**REQUIRED ACTION:** From the entries below, copy every line that holds the word "mallow".
EXTRACTED ENTRIES START
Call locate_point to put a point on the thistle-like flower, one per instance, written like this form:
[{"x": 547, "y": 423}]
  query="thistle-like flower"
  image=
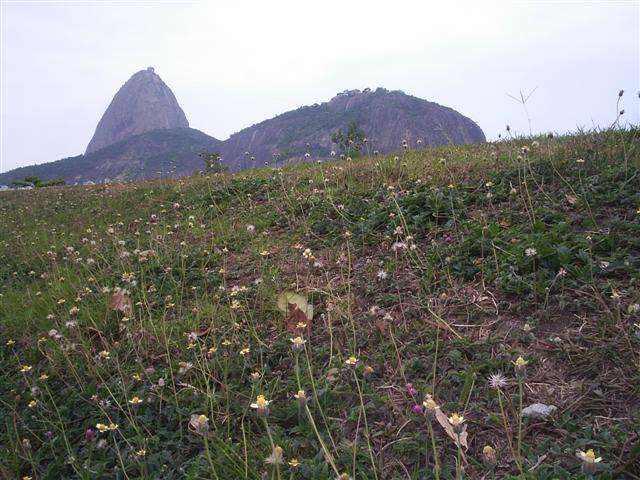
[
  {"x": 497, "y": 381},
  {"x": 457, "y": 421},
  {"x": 520, "y": 367},
  {"x": 297, "y": 344},
  {"x": 301, "y": 397}
]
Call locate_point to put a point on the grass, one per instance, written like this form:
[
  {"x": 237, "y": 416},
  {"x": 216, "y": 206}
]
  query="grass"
[{"x": 436, "y": 268}]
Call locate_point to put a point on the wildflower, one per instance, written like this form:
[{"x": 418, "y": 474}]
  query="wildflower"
[
  {"x": 589, "y": 461},
  {"x": 199, "y": 423},
  {"x": 430, "y": 406},
  {"x": 276, "y": 457},
  {"x": 301, "y": 397},
  {"x": 261, "y": 405},
  {"x": 456, "y": 421},
  {"x": 520, "y": 366},
  {"x": 184, "y": 367},
  {"x": 297, "y": 344},
  {"x": 351, "y": 361},
  {"x": 489, "y": 456},
  {"x": 497, "y": 381}
]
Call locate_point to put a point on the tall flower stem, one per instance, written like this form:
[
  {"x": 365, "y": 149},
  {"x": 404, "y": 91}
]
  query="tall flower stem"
[{"x": 436, "y": 461}]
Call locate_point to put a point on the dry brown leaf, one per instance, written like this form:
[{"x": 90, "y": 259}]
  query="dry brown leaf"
[
  {"x": 121, "y": 302},
  {"x": 443, "y": 420},
  {"x": 295, "y": 317}
]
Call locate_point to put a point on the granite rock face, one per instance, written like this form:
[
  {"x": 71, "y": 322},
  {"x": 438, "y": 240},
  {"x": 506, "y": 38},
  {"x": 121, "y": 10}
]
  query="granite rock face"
[
  {"x": 387, "y": 118},
  {"x": 144, "y": 103}
]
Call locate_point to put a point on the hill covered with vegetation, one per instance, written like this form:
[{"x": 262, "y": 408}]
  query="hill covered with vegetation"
[
  {"x": 155, "y": 154},
  {"x": 382, "y": 318}
]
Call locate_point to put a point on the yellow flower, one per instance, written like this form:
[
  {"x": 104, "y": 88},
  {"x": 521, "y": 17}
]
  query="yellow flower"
[
  {"x": 276, "y": 457},
  {"x": 199, "y": 423},
  {"x": 589, "y": 456},
  {"x": 298, "y": 344},
  {"x": 261, "y": 405},
  {"x": 430, "y": 404},
  {"x": 351, "y": 360}
]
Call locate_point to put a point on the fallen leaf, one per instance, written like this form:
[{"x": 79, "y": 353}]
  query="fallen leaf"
[
  {"x": 121, "y": 302},
  {"x": 443, "y": 420}
]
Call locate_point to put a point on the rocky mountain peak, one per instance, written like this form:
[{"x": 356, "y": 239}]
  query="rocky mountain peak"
[{"x": 144, "y": 103}]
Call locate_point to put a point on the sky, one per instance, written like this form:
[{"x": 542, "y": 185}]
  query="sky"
[{"x": 232, "y": 64}]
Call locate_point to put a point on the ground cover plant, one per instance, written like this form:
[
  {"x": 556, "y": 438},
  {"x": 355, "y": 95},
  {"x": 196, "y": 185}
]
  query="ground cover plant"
[{"x": 378, "y": 318}]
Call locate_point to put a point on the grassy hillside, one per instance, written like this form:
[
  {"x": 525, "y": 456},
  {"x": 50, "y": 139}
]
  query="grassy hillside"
[{"x": 153, "y": 307}]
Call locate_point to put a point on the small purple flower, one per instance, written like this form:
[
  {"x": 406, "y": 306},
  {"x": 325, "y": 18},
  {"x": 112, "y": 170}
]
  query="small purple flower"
[{"x": 412, "y": 391}]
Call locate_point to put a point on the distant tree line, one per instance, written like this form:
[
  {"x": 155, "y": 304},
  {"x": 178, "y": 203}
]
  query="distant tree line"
[{"x": 35, "y": 182}]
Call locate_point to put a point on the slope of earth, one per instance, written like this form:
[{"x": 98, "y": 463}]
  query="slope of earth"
[
  {"x": 155, "y": 154},
  {"x": 439, "y": 296}
]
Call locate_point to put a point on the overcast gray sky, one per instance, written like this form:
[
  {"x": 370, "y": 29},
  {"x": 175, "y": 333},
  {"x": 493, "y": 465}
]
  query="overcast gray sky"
[{"x": 235, "y": 63}]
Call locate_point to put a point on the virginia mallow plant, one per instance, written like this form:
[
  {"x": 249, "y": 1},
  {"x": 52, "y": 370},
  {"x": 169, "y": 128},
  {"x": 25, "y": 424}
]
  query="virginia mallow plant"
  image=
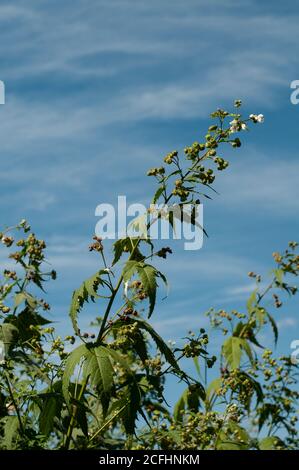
EXTRACTED ENTRIES END
**WORKED SOLUTION:**
Call locate_point to put a point on the virginia mallow plant, one per instance, written like this form:
  query="virginia mallow plant"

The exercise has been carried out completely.